L’examen des 2e et 3e Évangiles mènerait aux mêmes conclusions. Jésus annonce un royaume qui commence par transformer l’intérieur des cœurs avant d’être vu à l’extérieur.
Interrogé par les pharisiens : « Quand vient le royaume de Dieu ? », il leur répondit, disant : « Le royaume de Dieu ne vient pas de façon spectaculaire ; et on ne dira pas : Il est ici ! ou : Il est là ! car voici que le royaume de Dieu est au dedans de vous » [Luc 17, 20].
Ce Royaume – d’abord imperceptible – se développera assez rapidement pour que des contemporains de Jésus le voient solidement établi :
Je vous le dis en vérité, quelques-uns de ceux qui sont ici présents ne goûteront point la mort qu’ils n’aient vu le royaume de Dieu venu avec puissance [Marc 9, 1].
Prophétie réalisée, puisque, dès 64, à Rome, la persécution de Néron fait, selon Tacite, un nombre immense – multitudo ingens – de martyrs. — Comme s’accomplira aussi, dès 70, la prophétie de la ruine de Jérusalem : « Je vous le dis en vérité, cette génération ne passera point que tout cela [3] n’arrive » (Marc 13, 30).
Les commandements et les conseils
Mais le simpliste a un autre argument : la morale de Jésus. C’est très simple (trop simple !) : il suffit de confondre les conseils (facultatifs) avec les commandements (obligatoires) [4]. De gommer la distinction entre ce qui est imposé à tout le monde et ce qui est réservé à quelques-uns [5]. Du coup, les conseils évangéliques (pauvreté, chasteté, obéissance), qui ont donné tant de fruits à l’intérieur et autour des monastères, deviennent des enseignements « suicidaires », prouvant que Jésus considérait la fin du monde comme imminente (CQFD) ! Un simplisme vient en sauver un autre.

Énoncé 1:
Relevez, s'il vous plaît, toutes les lignes ci-dessous qui contiennent le mot « dusting » et recopiez-les.
Énoncé 2:
Prolongez le passage sur le royaume de Dieu et la morale de Jésus en reprenant juste après sa dernière phrase.

Données de l'exercice:
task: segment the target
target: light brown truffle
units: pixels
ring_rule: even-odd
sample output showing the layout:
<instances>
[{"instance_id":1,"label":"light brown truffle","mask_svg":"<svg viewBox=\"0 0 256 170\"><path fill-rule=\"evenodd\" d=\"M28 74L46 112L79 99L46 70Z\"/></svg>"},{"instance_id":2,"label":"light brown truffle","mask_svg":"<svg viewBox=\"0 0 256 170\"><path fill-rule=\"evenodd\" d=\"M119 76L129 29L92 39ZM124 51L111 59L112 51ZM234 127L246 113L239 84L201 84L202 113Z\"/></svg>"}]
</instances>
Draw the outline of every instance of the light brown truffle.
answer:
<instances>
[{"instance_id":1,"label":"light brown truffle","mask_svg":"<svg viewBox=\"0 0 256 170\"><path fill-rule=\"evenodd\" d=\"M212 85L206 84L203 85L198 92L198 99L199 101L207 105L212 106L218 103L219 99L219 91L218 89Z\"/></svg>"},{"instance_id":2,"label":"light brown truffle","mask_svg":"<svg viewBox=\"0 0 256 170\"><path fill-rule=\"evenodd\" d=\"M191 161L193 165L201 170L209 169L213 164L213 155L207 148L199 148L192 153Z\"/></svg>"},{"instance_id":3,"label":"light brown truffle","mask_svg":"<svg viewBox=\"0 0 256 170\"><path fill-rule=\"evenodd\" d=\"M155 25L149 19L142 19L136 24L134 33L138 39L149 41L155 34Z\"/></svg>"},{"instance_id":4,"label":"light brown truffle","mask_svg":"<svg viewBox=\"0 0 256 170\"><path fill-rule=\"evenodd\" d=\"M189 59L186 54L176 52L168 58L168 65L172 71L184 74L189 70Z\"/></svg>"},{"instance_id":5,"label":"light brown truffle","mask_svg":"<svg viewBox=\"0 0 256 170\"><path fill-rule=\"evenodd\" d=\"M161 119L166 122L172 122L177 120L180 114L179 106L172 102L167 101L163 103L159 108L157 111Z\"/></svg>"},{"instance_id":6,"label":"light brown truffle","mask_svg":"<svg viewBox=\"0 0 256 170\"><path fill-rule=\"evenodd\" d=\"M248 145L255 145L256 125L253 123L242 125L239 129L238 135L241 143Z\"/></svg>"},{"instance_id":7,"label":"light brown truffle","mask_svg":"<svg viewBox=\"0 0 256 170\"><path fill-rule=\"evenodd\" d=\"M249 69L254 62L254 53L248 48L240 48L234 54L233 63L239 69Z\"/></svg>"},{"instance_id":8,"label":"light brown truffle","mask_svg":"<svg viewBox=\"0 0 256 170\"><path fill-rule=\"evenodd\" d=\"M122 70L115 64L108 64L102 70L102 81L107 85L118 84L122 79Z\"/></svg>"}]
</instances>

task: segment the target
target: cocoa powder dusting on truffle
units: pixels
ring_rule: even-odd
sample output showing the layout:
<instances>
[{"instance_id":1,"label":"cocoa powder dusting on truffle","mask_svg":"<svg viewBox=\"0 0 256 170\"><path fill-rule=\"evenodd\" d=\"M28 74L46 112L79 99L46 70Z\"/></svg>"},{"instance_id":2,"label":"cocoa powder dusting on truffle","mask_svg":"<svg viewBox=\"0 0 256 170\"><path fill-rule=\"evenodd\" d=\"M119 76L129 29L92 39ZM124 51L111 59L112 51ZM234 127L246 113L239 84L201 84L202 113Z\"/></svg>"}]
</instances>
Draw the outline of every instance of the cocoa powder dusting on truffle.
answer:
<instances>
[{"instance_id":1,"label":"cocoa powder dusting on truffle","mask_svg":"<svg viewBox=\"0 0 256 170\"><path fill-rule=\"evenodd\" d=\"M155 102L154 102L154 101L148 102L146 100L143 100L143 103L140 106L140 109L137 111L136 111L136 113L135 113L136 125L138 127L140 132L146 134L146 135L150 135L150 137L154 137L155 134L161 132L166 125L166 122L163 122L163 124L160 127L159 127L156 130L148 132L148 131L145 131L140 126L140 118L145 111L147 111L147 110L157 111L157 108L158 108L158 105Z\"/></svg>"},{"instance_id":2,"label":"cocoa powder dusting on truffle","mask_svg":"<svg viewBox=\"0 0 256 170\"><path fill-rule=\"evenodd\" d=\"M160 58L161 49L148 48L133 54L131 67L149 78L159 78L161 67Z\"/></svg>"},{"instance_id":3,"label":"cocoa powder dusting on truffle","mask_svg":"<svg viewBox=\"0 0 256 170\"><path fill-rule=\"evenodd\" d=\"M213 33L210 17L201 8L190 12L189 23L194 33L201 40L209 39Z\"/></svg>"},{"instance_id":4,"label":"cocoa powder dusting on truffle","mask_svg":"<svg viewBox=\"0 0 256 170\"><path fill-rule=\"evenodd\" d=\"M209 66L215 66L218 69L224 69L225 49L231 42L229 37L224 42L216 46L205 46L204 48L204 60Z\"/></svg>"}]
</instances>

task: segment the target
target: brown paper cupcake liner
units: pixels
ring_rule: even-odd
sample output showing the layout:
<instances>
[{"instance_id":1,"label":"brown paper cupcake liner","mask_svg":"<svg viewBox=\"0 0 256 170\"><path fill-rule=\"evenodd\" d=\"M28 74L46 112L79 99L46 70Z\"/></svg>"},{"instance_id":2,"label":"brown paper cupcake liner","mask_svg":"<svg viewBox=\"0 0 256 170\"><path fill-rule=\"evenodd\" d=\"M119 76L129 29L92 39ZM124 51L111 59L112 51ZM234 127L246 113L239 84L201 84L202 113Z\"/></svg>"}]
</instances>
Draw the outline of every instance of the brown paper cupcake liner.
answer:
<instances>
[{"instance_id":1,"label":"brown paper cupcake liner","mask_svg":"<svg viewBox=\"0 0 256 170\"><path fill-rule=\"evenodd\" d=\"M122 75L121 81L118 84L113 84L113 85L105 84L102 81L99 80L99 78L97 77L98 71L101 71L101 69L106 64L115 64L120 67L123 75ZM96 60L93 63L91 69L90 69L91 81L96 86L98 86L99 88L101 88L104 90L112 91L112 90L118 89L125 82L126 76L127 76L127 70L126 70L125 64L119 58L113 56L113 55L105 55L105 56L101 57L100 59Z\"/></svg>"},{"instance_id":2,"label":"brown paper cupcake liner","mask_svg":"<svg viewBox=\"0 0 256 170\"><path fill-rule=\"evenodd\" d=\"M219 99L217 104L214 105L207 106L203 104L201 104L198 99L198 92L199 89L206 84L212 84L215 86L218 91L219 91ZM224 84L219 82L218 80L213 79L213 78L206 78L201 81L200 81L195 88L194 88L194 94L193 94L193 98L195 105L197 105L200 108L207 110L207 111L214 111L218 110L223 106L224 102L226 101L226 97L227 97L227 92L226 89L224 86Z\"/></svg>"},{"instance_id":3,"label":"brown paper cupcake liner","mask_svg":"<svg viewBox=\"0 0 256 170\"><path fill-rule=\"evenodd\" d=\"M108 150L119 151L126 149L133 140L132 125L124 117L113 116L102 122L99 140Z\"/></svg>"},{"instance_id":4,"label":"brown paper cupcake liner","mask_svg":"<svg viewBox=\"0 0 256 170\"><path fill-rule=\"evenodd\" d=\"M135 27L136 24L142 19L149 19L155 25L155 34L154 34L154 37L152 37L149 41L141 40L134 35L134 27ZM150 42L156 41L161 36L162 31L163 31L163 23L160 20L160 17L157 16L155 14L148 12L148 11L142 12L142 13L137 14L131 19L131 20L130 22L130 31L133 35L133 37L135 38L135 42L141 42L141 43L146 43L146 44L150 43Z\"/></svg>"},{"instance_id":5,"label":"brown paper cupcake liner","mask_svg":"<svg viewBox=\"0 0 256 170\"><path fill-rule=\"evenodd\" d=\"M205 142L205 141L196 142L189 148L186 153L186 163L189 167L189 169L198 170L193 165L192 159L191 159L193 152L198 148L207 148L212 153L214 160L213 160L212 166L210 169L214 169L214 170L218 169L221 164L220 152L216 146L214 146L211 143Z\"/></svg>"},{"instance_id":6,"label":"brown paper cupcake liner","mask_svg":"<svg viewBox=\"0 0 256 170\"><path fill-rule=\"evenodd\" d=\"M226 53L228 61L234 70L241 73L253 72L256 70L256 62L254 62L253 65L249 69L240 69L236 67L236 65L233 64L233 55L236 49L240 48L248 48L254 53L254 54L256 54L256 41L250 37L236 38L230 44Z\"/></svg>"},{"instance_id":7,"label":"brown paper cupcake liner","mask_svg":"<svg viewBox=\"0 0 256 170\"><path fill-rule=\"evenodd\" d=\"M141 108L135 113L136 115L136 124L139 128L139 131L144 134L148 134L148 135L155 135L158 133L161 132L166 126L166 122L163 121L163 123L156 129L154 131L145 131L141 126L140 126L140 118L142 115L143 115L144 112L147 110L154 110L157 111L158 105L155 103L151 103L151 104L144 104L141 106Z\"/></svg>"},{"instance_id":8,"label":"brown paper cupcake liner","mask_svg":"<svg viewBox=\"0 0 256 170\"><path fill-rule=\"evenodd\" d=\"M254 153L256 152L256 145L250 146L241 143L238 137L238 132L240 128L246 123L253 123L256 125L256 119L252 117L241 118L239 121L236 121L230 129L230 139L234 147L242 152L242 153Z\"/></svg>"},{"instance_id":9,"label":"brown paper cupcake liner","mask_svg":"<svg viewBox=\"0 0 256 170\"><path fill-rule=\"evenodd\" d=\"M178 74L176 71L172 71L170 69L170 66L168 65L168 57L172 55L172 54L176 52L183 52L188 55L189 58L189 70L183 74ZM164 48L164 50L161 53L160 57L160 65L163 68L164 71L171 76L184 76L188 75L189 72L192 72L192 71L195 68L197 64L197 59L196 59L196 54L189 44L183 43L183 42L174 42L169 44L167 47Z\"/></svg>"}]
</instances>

Réponse finale 1:
target: cocoa powder dusting on truffle
[{"instance_id":1,"label":"cocoa powder dusting on truffle","mask_svg":"<svg viewBox=\"0 0 256 170\"><path fill-rule=\"evenodd\" d=\"M28 74L46 112L79 99L46 70Z\"/></svg>"},{"instance_id":2,"label":"cocoa powder dusting on truffle","mask_svg":"<svg viewBox=\"0 0 256 170\"><path fill-rule=\"evenodd\" d=\"M119 76L129 29L92 39ZM124 51L111 59L112 51ZM234 127L246 113L239 84L201 84L202 113Z\"/></svg>"}]
Draw the outline of every instance of the cocoa powder dusting on truffle.
[{"instance_id":1,"label":"cocoa powder dusting on truffle","mask_svg":"<svg viewBox=\"0 0 256 170\"><path fill-rule=\"evenodd\" d=\"M155 102L154 102L154 101L148 102L146 100L143 100L143 103L140 106L140 109L137 111L136 111L136 113L135 113L136 125L138 127L140 132L146 134L146 135L150 135L150 137L154 137L155 134L161 132L166 125L166 122L163 122L163 124L160 127L159 127L156 130L148 132L148 131L145 131L140 126L140 118L145 111L147 111L147 110L157 111L157 108L158 108L158 105Z\"/></svg>"},{"instance_id":2,"label":"cocoa powder dusting on truffle","mask_svg":"<svg viewBox=\"0 0 256 170\"><path fill-rule=\"evenodd\" d=\"M160 58L161 49L148 48L133 54L131 67L149 78L159 78L161 67Z\"/></svg>"},{"instance_id":3,"label":"cocoa powder dusting on truffle","mask_svg":"<svg viewBox=\"0 0 256 170\"><path fill-rule=\"evenodd\" d=\"M213 33L210 17L201 8L190 12L189 23L194 33L201 40L209 39Z\"/></svg>"},{"instance_id":4,"label":"cocoa powder dusting on truffle","mask_svg":"<svg viewBox=\"0 0 256 170\"><path fill-rule=\"evenodd\" d=\"M209 66L215 66L218 69L224 69L225 49L231 42L229 37L224 42L216 46L205 46L204 48L204 60Z\"/></svg>"}]

Réponse finale 2:
L’auteur multiplie les textes. Il n’hésite pas à citer trois fois la même sentence : selon le 1e, puis le 2e, puis le 3e évangile. ça occupe de la place, et ça donne l’impression que Jésus y insistait de façon lancinante. En revanche, il ne cite pas le contexte, qui manifeste si clairement la distinction entre commandements et conseils [6]. Les simplistes sont parfois distraits…
Mais pourquoi tant de simplisme ?
Les ennemis du Christ ne sont pas tous simplets. Pourquoi, face à Jésus, deviennent-ils tous simplistes ? Contre lui, tout est permis. Ils admettent avec une facilité déconcertante les théories les plus affligeantes. Ils les multiplient et les renouvellent sans cesse, avec un acharnement qui a valeur d’aveu. Trop visiblement, le Christ les dépasse. Incapables de le comprendre, ils sont réduits à la caricature dès qu’ils essaient de l’expliquer.
Ce simplisme constant des adversaires pourrait presque figurer parmi les preuves du christianisme.
On objectera Bart Ehrman, qui était, dit-on, « fervent croyant avant de devenir agnostique suite à ses recherches ». Croyant, mais à quoi ? Au protestantisme (tendance dite « évangélique »), c’est-à-dire non à la doctrine de Jésus (transmise par l’Église), mais, précisément, à un des simplismes qu’on veut y opposer.
En pratique, ces protestants refusent farouchement l’organisation de l’Église. Ils refusent, avec Luther, les couvents et monastères. Que peuvent-il comprendre des paraboles du Royaume (Mt 13), qui décrivent précisément l’Église ? Et des conseils évangéliques (pauvreté, chasteté, obéissance), appliqués dans les couvents ?
Pénétrer ces passages de l’Évangile, ce serait admettre la doctrine catholique. Mais beaucoup de protestants sont plus attachés à leurs préjugés anti-catholiques qu’à l’Évangile. Après avoir refusé l’Église au nom de la Bible, ils en viennent à refuser les livres de la Bible qui leur paraissent trop catholiques (exemple : les épîtres à Timothée), puis, finalement, à rejeter la Bible elle-même ! La logique de cette évolution est celle d’un refus, d’une révolte, d’une protestation de plus en plus étendue.
Si les simplistes essayaient, au contraire, d’admettre le réel ?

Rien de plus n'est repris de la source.